● **Problem requirements**:
Copy every one of the following rows word for word, without changing anything.

● **Material to process**:
--------------------------------
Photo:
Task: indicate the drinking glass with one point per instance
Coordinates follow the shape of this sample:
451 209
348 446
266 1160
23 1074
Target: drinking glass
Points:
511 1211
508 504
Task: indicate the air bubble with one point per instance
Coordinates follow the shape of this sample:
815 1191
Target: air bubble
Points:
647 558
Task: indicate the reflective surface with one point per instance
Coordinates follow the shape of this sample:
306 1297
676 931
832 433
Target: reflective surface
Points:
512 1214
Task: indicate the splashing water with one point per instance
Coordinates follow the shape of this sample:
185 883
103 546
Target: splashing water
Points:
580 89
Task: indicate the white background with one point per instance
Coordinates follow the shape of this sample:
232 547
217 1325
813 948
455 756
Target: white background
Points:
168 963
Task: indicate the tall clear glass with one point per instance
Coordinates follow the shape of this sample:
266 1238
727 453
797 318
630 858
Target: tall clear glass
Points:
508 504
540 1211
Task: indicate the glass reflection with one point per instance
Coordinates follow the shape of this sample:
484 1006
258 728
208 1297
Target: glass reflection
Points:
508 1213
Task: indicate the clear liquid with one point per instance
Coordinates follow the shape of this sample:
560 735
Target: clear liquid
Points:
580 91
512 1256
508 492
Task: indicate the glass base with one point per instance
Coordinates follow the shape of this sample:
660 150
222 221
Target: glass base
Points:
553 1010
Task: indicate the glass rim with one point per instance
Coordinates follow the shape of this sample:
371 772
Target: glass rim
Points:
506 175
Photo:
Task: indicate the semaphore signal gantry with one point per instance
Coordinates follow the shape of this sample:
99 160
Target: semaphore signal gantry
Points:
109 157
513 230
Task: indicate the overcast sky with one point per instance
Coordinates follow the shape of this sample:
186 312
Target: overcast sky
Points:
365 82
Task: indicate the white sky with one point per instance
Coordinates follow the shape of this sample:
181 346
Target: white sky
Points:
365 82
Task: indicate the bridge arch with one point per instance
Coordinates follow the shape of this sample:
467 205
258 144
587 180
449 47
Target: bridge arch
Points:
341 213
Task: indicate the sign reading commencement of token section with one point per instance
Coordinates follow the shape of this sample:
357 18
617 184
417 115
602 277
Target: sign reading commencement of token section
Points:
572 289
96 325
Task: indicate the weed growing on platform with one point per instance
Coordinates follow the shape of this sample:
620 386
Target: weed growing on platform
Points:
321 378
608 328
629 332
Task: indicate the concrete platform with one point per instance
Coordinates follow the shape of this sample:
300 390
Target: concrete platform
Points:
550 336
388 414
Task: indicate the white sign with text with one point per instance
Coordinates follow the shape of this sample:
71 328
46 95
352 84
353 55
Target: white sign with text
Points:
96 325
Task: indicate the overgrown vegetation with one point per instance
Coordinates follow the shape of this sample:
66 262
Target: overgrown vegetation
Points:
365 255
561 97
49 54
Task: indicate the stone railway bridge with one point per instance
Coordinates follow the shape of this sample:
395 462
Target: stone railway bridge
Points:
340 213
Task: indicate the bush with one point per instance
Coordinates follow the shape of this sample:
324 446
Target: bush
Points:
--------------------------------
● **Task solution**:
Photo:
Task: indicate the drinking glass with one point per instance
Coordinates follow the shape of this sample:
451 209
348 446
266 1160
23 1074
Target: drinking glass
Points:
511 1211
508 504
Task: indicate the air bubble with one point per instance
Coordinates follow the shape of this sample:
815 1191
Target: air bubble
Points:
647 558
Task: indicate the reflective surface with one point per instance
Coordinates follow the shape of this sample:
306 1297
676 931
832 433
Target: reflective surface
Points:
512 1214
Task: indicate the splashing water with one point per instance
Coordinates follow the shape of this sample:
185 883
103 546
Target: splashing water
Points:
580 89
Task: indicate the white background with one point per instance
Coordinates follow the shape of this sample:
232 547
217 1325
813 948
455 756
Target: white background
Points:
168 963
Task: indicate the tall clear glass with one point per instance
Coordinates follow the shape of this sample:
266 1238
727 453
797 318
630 858
Target: tall clear glass
Points:
508 504
540 1211
Task: indicate the glass reflection with one point per instance
Coordinates follow the shape of this sample:
484 1006
258 728
208 1297
Target: glass reflection
Points:
508 1213
Task: indicate the clear liquid with one point per instance
Coordinates follow the shape of this sample:
560 735
Target: clear liquid
Points:
580 91
512 1256
508 492
Task: indicate the glass base with one point per instance
Coordinates follow the shape of this sample:
660 150
222 221
Target: glass base
Points:
553 1010
Task: indicate the glass rim with one point per instance
Coordinates follow the shape of this sample:
371 772
Target: glass rim
Points:
506 175
Photo:
Task: indicate the semaphore signal gantry with one point per instance
Coordinates follow the shape of this sample:
99 160
Target: semaphore signal gantry
Points:
109 157
513 230
Task: indicate the overcast sky with one point per instance
Coordinates follow the shape of this sample:
186 312
Target: overcast sky
Points:
365 82
Task: indicate the white sky with one point per instance
Coordinates follow the shape of this sample:
181 346
Target: white sky
Points:
365 82
Task: indicate the bridge arch with one point per instance
Coordinates follow the shape of this sample:
467 205
258 144
587 180
449 47
Target: bridge arch
Points:
341 213
Task: indicate the sign reading commencement of token section with one point per instance
Coordinates follow the shape of this sample:
357 18
617 184
417 115
602 277
Target: sign reading commencement of token section
Points:
572 289
96 325
Task: indicate the weed growing on platform with one point per instance
Coordinates follow the shape of this sample:
620 386
Target: weed growing on platform
Points:
321 378
608 328
629 332
Task: indicate the concrete platform with one point per instance
Coordinates follow the shape of this sample:
300 390
Target: concrete platform
Points:
550 336
388 414
Task: indicate the white sign with text with one point per instance
Coordinates follow the shape of this sample:
71 328
46 95
352 84
353 55
Target: white sign with text
Points:
96 325
Task: indicate the overgrown vegetation with one point per instance
Coordinates follow the shape of this sample:
66 262
Target: overgrown vegetation
Points:
365 255
561 97
49 54
Task: indicate the stone railway bridge with one point per instance
Coordinates follow the shape of this sample:
395 462
Target: stone railway bridge
Points:
340 213
Task: indicate the bush with one point per instance
Coordinates follow the shape of this sample:
324 446
Target: bush
Points:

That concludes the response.